**SUPPLIED TEXT**
Start of Block
Please complete the following cells and train the "Baseline" model using different optimization methods. Keep the learning rate (initial learning rate) as 0.01. Plot the loss. Which one works the best?

https://pytorch.org/docs/stable/optim.html

### SGD with momentum
1. How does SGD with momentum update its parameters?
$$v_{t+1} = \rho v_{t} + \nabla J(\theta_{t})$$
$$\theta_{t+1} = \theta_{t} - \eta v_{t+1}$$
where $v$ and $\rho$ denote velocity and momentum, respectively.
2. Check out the documentation for SGD in PyTorch and complete the code below (Set momentum=0.5). 

In [None]:
torch.manual_seed(seed)
model = _ ### Complete the line ###
optimizer = _ ### Complete the line ###
model, loss_dict = _ ### Complete the line ###
populate_result(optim_results, 'SGD_momentum', loss_dict['train'], loss_dict['val'])

### Nesterov momentum

Make a minor change in the above code to apply Nesterov momentum (Set momentum=0.5). 

In [None]:
torch.manual_seed(seed)
model = _ ### Complete the line ###
optimizer = _ ### Complete the line ###
model, loss_dict = _ ### Complete the line ###
populate_result(optim_results, 'Nesterov_momentum', loss_dict['train'], loss_dict['val'])

### AdaGrad


In [None]:
torch.manual_seed(seed)
model = _ ### Complete the line ###
optimizer = _ ### Complete the line ###
model, loss_dict = _ ### Complete the line ###
populate_result(optim_results, 'Adagrad', loss_dict['train'], loss_dict['val'])

### RMSprop

In [None]:
torch.manual_seed(seed)
model = _ ### Complete the line ###
optimizer = _ ### Complete the line ###
model, loss_dict = _ ### Complete the line ###
populate_result(optim_results, 'RMSprop', loss_dict['train'], loss_dict['val'])

### Adam

In [None]:
torch.manual_seed(seed)
model = _ ### Complete the line ###
optimizer = _ ### Complete the line ###
model, loss_dict = _ ### Complete the line ###
populate_result(optim_results, 'Adam', loss_dict['train'], loss_dict['val'])

In [None]:
# Plot optimization methods training results
plot_loss(optim_results)

In [None]:
# Plot optimization methods validation results
plot_best_loss(optim_results)

## Regularization

https://pytorch.org/docs/stable/nn.html

In [None]:
# In order to see effects of regularization on validation set, we need to make some slight modification

## Smaller training set
mnist_datasets['train'].data = mnist_datasets['train'].data[:600]
dataset_sizes = {x: len(mnist_datasets[x]) for x in ['train', 'val']}
dataloaders['train'] = torch.utils.data.DataLoader(mnist_datasets['train'], 
                                                   batch_size=batch_size['train'], shuffle=True)
End of Block
(Stored items)
Start of Block
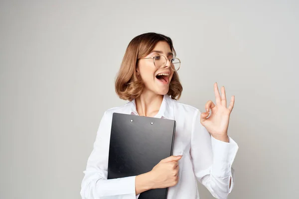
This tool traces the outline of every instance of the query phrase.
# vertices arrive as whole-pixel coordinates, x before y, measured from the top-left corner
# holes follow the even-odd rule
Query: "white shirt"
[[[87,161],[80,194],[86,199],[136,199],[135,177],[107,180],[112,114],[138,115],[135,100],[106,110],[100,122],[94,148]],[[174,119],[176,127],[173,155],[178,161],[179,181],[168,188],[168,199],[199,199],[196,179],[214,197],[226,199],[234,186],[232,164],[238,149],[230,137],[229,142],[214,138],[200,123],[200,109],[182,103],[165,95],[156,118]],[[232,177],[230,189],[230,179]]]

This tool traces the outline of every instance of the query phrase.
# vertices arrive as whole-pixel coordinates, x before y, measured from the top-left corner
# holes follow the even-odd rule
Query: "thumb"
[[[181,159],[181,158],[182,158],[182,156],[175,156],[172,155],[172,156],[168,157],[165,159],[163,159],[161,161],[162,162],[165,162],[165,163],[172,162],[172,161],[177,161],[178,160],[179,160],[180,159]]]

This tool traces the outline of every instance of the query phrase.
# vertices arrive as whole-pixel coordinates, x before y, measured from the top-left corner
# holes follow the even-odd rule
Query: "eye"
[[[156,60],[159,60],[161,59],[161,56],[160,55],[156,55],[154,56],[154,59]]]

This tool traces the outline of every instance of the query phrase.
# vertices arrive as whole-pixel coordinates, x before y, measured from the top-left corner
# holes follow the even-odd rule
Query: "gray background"
[[[298,197],[299,1],[1,1],[0,198],[80,198],[104,111],[127,102],[126,48],[151,31],[182,61],[180,101],[204,110],[215,82],[235,96],[229,198]]]

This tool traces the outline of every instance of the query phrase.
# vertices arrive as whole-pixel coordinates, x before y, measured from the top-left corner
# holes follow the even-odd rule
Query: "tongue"
[[[157,78],[157,79],[158,80],[160,80],[161,82],[165,83],[165,82],[166,82],[166,78],[167,78],[167,77],[162,76],[162,77],[159,77],[159,78]]]

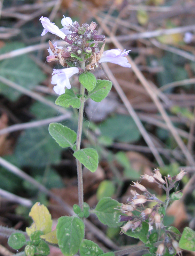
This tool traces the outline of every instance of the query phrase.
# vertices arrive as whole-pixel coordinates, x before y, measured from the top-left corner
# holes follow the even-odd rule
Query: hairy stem
[[[85,70],[84,55],[82,56],[83,60],[81,63],[81,68]],[[78,127],[77,132],[77,137],[76,138],[76,150],[79,150],[81,147],[81,141],[82,135],[82,120],[83,119],[83,110],[84,108],[84,103],[85,101],[84,97],[85,88],[81,84],[80,94],[81,95],[81,105],[79,111],[79,117],[78,118]],[[78,193],[79,196],[79,205],[82,211],[83,208],[83,191],[82,181],[82,166],[81,163],[76,159],[76,167],[77,168],[77,177],[78,180]]]

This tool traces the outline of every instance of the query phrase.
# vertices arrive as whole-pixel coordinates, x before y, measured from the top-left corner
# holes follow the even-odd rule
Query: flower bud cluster
[[[154,170],[152,176],[144,174],[142,176],[142,180],[157,183],[165,191],[167,195],[165,202],[158,199],[155,195],[151,194],[148,191],[144,186],[137,181],[133,182],[133,185],[132,186],[141,191],[142,194],[140,194],[135,190],[131,190],[132,196],[128,198],[128,203],[122,204],[119,209],[121,213],[119,221],[127,222],[121,227],[121,233],[126,233],[129,230],[139,232],[139,228],[141,228],[143,223],[146,221],[149,224],[149,231],[154,228],[156,230],[163,230],[163,232],[159,232],[159,234],[161,234],[159,235],[161,236],[161,238],[163,238],[164,241],[157,249],[157,256],[163,255],[166,250],[168,250],[170,254],[177,253],[179,256],[182,256],[181,250],[176,241],[178,235],[169,230],[164,226],[163,219],[165,209],[168,205],[170,199],[169,191],[176,182],[181,180],[186,173],[182,170],[174,177],[171,177],[168,174],[167,177],[165,177],[165,180],[158,169]],[[155,202],[155,205],[149,208],[147,207],[147,203],[151,202]]]

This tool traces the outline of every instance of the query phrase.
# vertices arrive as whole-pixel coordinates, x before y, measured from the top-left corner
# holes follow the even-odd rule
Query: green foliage
[[[182,192],[180,192],[178,191],[176,192],[174,192],[171,194],[170,198],[171,200],[173,200],[174,201],[176,200],[179,200],[182,197],[183,195],[183,193]]]
[[[58,219],[56,227],[58,244],[65,256],[73,256],[78,251],[84,237],[83,221],[75,216],[64,216]]]
[[[183,229],[179,242],[180,248],[184,250],[195,251],[195,231],[188,227]]]
[[[36,252],[36,247],[28,244],[25,247],[24,251],[27,256],[33,256]]]
[[[116,210],[121,205],[119,202],[111,197],[104,197],[100,200],[91,212],[95,213],[98,220],[103,224],[111,227],[121,225],[118,223],[120,213]]]
[[[91,92],[96,85],[96,78],[92,73],[82,73],[79,77],[79,81],[89,92]]]
[[[149,241],[151,243],[153,244],[156,243],[158,239],[158,234],[157,232],[153,232],[149,236]]]
[[[0,54],[24,47],[18,42],[7,43],[0,49]],[[46,78],[41,69],[26,54],[8,59],[0,62],[0,76],[29,90]],[[15,100],[21,95],[18,91],[0,82],[0,92],[12,100]]]
[[[115,186],[111,180],[103,180],[99,185],[97,190],[97,198],[98,201],[103,197],[112,196],[115,192]]]
[[[99,125],[102,135],[121,142],[133,142],[140,138],[140,132],[130,116],[116,115]]]
[[[124,233],[129,236],[138,238],[143,243],[145,243],[148,240],[147,235],[148,232],[148,224],[145,221],[142,223],[141,228],[137,228],[134,231],[128,230]]]
[[[51,135],[62,148],[72,148],[76,140],[76,133],[66,126],[57,123],[51,123],[49,127]]]
[[[48,255],[50,254],[50,250],[48,244],[41,239],[36,247],[36,252],[43,255]]]
[[[65,93],[60,95],[55,101],[56,105],[65,108],[72,107],[79,108],[81,107],[81,101],[74,94],[73,90],[66,88]]]
[[[112,84],[111,81],[108,80],[97,80],[95,88],[90,92],[88,92],[88,98],[96,102],[100,102],[107,96]]]
[[[31,234],[30,236],[30,241],[35,245],[38,244],[41,241],[40,236],[44,234],[43,231],[38,230],[35,231]]]
[[[40,126],[23,132],[17,141],[14,155],[19,165],[40,167],[56,163],[61,151],[49,134],[47,127]]]
[[[27,243],[25,236],[21,233],[12,233],[8,239],[8,244],[13,249],[18,250]]]
[[[75,152],[73,156],[86,168],[94,172],[98,165],[98,154],[94,148],[88,148]]]
[[[80,244],[79,253],[81,256],[98,256],[102,254],[104,252],[97,244],[84,239]]]

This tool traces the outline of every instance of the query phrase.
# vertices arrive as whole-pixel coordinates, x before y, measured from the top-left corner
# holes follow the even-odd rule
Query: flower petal
[[[64,39],[66,36],[61,31],[58,27],[55,25],[54,23],[51,22],[50,20],[46,17],[43,16],[39,20],[42,23],[43,26],[46,29],[42,32],[41,36],[44,36],[47,32],[50,32],[54,35],[56,35],[63,39]]]

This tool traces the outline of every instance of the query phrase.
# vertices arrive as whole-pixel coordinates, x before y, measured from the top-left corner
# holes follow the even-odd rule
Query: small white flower
[[[186,44],[190,44],[192,41],[193,35],[190,32],[186,32],[185,33],[183,41]]]
[[[61,31],[58,27],[55,25],[53,22],[51,22],[48,18],[42,16],[39,20],[41,20],[43,26],[44,28],[41,36],[44,36],[46,33],[50,32],[52,34],[56,35],[62,39],[64,39],[66,37],[66,35]]]
[[[78,68],[73,67],[62,69],[53,69],[52,73],[51,84],[56,85],[53,87],[56,93],[59,95],[65,93],[65,87],[68,89],[71,88],[69,78],[73,75],[78,74],[79,69]]]
[[[67,35],[71,34],[72,32],[68,30],[70,26],[73,25],[73,21],[70,17],[65,17],[63,15],[64,18],[62,19],[61,23],[64,28],[61,28],[60,30],[65,35]]]
[[[128,63],[128,60],[124,56],[128,54],[130,50],[124,50],[122,52],[120,49],[113,49],[104,52],[100,60],[99,63],[110,62],[118,64],[122,67],[130,68],[131,65]]]

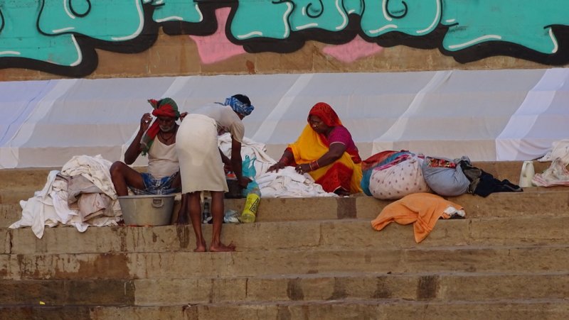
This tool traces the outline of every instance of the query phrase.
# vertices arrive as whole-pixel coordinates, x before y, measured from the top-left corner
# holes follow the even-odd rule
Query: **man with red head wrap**
[[[176,102],[170,98],[148,101],[152,116],[147,113],[140,119],[137,136],[124,153],[124,162],[117,161],[110,168],[111,178],[117,195],[126,196],[128,188],[136,194],[167,194],[180,191],[180,167],[176,153],[176,121],[187,114],[180,114]],[[138,156],[148,155],[148,170],[140,173],[129,167]]]

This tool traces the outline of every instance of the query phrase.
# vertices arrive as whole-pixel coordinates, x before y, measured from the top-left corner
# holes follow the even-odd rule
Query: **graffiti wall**
[[[0,68],[87,77],[100,67],[97,53],[127,61],[122,54],[151,49],[161,34],[181,39],[169,50],[193,43],[195,61],[186,64],[294,56],[312,41],[347,65],[393,59],[383,51],[399,47],[457,65],[506,56],[563,65],[568,11],[566,0],[3,0]]]

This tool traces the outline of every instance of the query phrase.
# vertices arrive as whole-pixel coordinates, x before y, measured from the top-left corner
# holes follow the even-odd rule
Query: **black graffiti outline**
[[[87,9],[87,11],[85,11],[85,13],[79,13],[75,11],[75,9],[73,9],[73,5],[72,4],[73,0],[67,0],[68,3],[69,4],[69,10],[71,10],[71,13],[73,13],[75,16],[79,18],[83,18],[87,16],[87,14],[89,14],[90,12],[91,12],[91,0],[85,0],[85,1],[87,1],[87,4],[89,6],[89,8]]]
[[[38,31],[43,35],[54,36],[54,35],[43,33],[39,28],[39,17],[45,6],[45,1],[41,0],[41,9],[38,15],[36,28]],[[90,10],[90,0],[86,1],[90,6],[89,10]],[[322,4],[321,0],[319,1]],[[388,1],[389,0],[387,1]],[[77,66],[61,66],[45,61],[21,57],[0,57],[0,69],[23,68],[72,77],[86,77],[94,72],[98,67],[98,55],[95,49],[120,53],[140,53],[154,45],[158,38],[159,28],[162,28],[164,33],[170,35],[210,35],[217,31],[218,26],[215,11],[224,7],[229,7],[230,9],[225,30],[228,39],[235,45],[243,46],[246,52],[250,53],[274,52],[287,54],[300,50],[305,43],[309,40],[315,40],[331,45],[340,45],[347,43],[351,41],[356,35],[359,35],[367,42],[376,43],[385,48],[405,45],[420,49],[437,49],[443,55],[452,57],[457,62],[462,64],[478,61],[494,56],[509,56],[547,65],[563,65],[569,63],[569,26],[564,25],[552,25],[544,27],[546,28],[551,28],[552,32],[558,41],[558,50],[555,53],[542,53],[517,43],[499,40],[481,43],[467,47],[459,51],[449,51],[442,47],[442,40],[450,26],[442,25],[440,22],[427,35],[411,35],[398,31],[393,31],[375,38],[366,35],[361,29],[360,24],[361,15],[366,10],[366,2],[364,0],[360,0],[361,12],[348,13],[348,24],[344,30],[340,31],[329,31],[319,28],[304,29],[291,32],[289,38],[284,40],[270,38],[239,40],[233,37],[230,30],[231,23],[238,6],[238,0],[193,0],[193,2],[198,4],[203,16],[203,21],[198,23],[185,21],[156,23],[152,20],[154,10],[156,6],[165,4],[158,5],[152,4],[151,3],[142,4],[144,16],[143,30],[139,36],[127,41],[117,43],[100,40],[74,32],[66,32],[57,35],[73,34],[74,35],[83,57],[82,62]],[[292,0],[272,0],[272,2],[274,4],[290,2],[293,6],[292,10],[294,11],[297,9],[296,4]],[[402,3],[403,3],[405,8],[405,16],[407,14],[408,8],[405,1],[403,1]],[[312,4],[311,2],[307,7]],[[324,6],[322,8],[324,10]],[[342,1],[342,8],[347,13],[344,1]],[[445,10],[444,6],[441,8],[441,10]],[[72,11],[74,11],[73,14],[77,13],[74,9],[72,9]],[[389,11],[388,11],[388,13],[392,18],[400,18],[402,17],[393,15]],[[84,14],[83,16],[85,15]],[[78,16],[80,16],[78,15]],[[2,23],[0,25],[0,31],[1,31],[6,23],[1,9],[0,9],[0,18],[2,18]]]
[[[313,16],[312,13],[310,13],[310,7],[312,6],[312,1],[311,1],[310,3],[308,4],[308,6],[307,6],[307,16],[309,16],[310,18],[319,18],[320,16],[324,14],[324,4],[322,4],[322,0],[318,0],[318,2],[320,3],[320,8],[321,8],[321,9],[320,10],[320,12],[319,12],[318,14],[316,15],[316,16]],[[342,6],[344,6],[344,1],[342,1]]]
[[[385,7],[389,6],[390,1],[390,0],[387,0],[385,1]],[[390,18],[393,18],[395,19],[400,19],[402,18],[405,18],[405,16],[407,16],[407,12],[409,11],[409,8],[407,6],[407,2],[404,1],[402,1],[401,2],[403,4],[403,6],[405,7],[405,9],[403,9],[403,14],[400,16],[395,16],[395,14],[391,13],[391,11],[390,11],[389,10],[386,10],[385,12],[387,12],[387,15],[389,16]]]

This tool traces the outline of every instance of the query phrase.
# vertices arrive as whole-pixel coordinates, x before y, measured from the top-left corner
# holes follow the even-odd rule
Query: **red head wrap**
[[[308,121],[310,121],[310,116],[317,116],[320,118],[326,126],[334,127],[341,126],[342,121],[338,118],[336,111],[334,111],[329,104],[325,102],[319,102],[310,109],[308,113]]]

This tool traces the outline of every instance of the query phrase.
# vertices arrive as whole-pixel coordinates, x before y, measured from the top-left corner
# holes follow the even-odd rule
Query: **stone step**
[[[569,213],[569,188],[526,188],[523,192],[501,192],[486,198],[462,194],[447,199],[464,207],[467,218],[539,216],[555,216]],[[377,217],[392,201],[371,197],[262,198],[258,222],[326,220]],[[179,207],[179,203],[176,207]],[[225,209],[243,210],[245,200],[226,199]],[[177,209],[174,209],[174,214]],[[21,219],[19,204],[0,204],[0,227]]]
[[[0,319],[106,320],[156,319],[265,320],[302,319],[486,320],[565,319],[566,299],[513,299],[489,302],[408,302],[377,299],[187,304],[166,307],[0,307]]]
[[[569,215],[439,220],[420,244],[412,225],[392,223],[381,231],[370,221],[342,219],[225,224],[222,241],[239,251],[279,249],[424,248],[445,246],[569,245]],[[203,225],[211,238],[211,226]],[[39,239],[29,228],[0,228],[0,253],[105,253],[188,252],[196,248],[190,226],[47,228]]]
[[[0,255],[4,280],[178,279],[334,272],[563,272],[569,245]]]
[[[169,306],[228,302],[391,299],[491,302],[565,299],[569,274],[287,275],[160,280],[4,280],[1,305]]]
[[[551,162],[534,161],[536,172],[541,172],[551,165]],[[518,183],[521,161],[490,161],[473,163],[477,167],[493,175],[502,180],[508,179],[513,183]],[[144,171],[145,167],[136,167],[139,171]],[[48,174],[52,170],[60,168],[21,168],[0,170],[0,204],[18,203],[33,196],[33,192],[43,188]]]
[[[523,161],[475,161],[472,165],[494,175],[500,180],[508,179],[518,183]],[[551,165],[551,162],[533,161],[536,172],[541,172]],[[144,167],[136,167],[135,170],[144,172]],[[60,167],[26,167],[0,170],[0,181],[9,182],[3,184],[3,188],[32,185],[41,189],[46,183],[48,174],[51,170],[60,170]]]

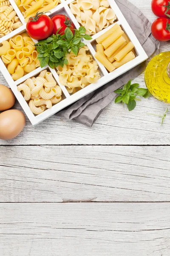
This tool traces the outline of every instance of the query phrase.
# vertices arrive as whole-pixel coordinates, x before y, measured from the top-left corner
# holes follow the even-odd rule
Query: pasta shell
End of Block
**DESCRIPTION OF THE TASK**
Resume the notebook on training with PyTorch optimizers and regularization, starting right after its last line. The rows are not needed for this.

**REPLY**
## Longer training epochs
train_epochs = 25
verbose = False
reg_results = {}

### Baseline model

In [None]:
torch.manual_seed(seed)
model = Baseline(n_feature, output_size).to(device)
optimizer = optim.Adam(model.parameters(),lr=0.01)
model, loss_dict = train_model(model, optimizer, num_epochs=train_epochs, verbose=verbose)
populate_result(reg_results, 'Baseline', loss_dict['train'], loss_dict['val'])

### L1/L2 regularization

L2 regularization is included in most optimizers in PyTorch and can be controlled with the __weight_decay__ parameter.
For L1 regularization, check out this post: https://discuss.pytorch.org/t/simple-l2-regularization/139

### Adding Dropout Layer

1. Check out documentations for __nn.Dropout()__. Modify the Baseline model and add dropout layer to the fully connected layers.
2. Optionally, you may also check out documentations for __nn.Dropout2d()__ to learn how to add Dropout layer to convolution layers.
3. Set the dropout rate to 0.3.

In [None]:
class DropoutNet(nn.Module):
    def __init__(self, input_size, n_feature, output_size, dropout_rate=0.5):
        super(DropoutNet, self).__init__()
        self.n_feature = n_feature
        self.conv1 = nn.Sequential(nn.Conv2d(1, n_feature, kernel_size=5),
                                   nn.ReLU(),
                                   nn.MaxPool2d(2))
        
        self.conv2 = nn.Sequential(nn.Conv2d(n_feature, n_feature, kernel_size=5),
                                   nn.ReLU(),
                                   nn.MaxPool2d(2))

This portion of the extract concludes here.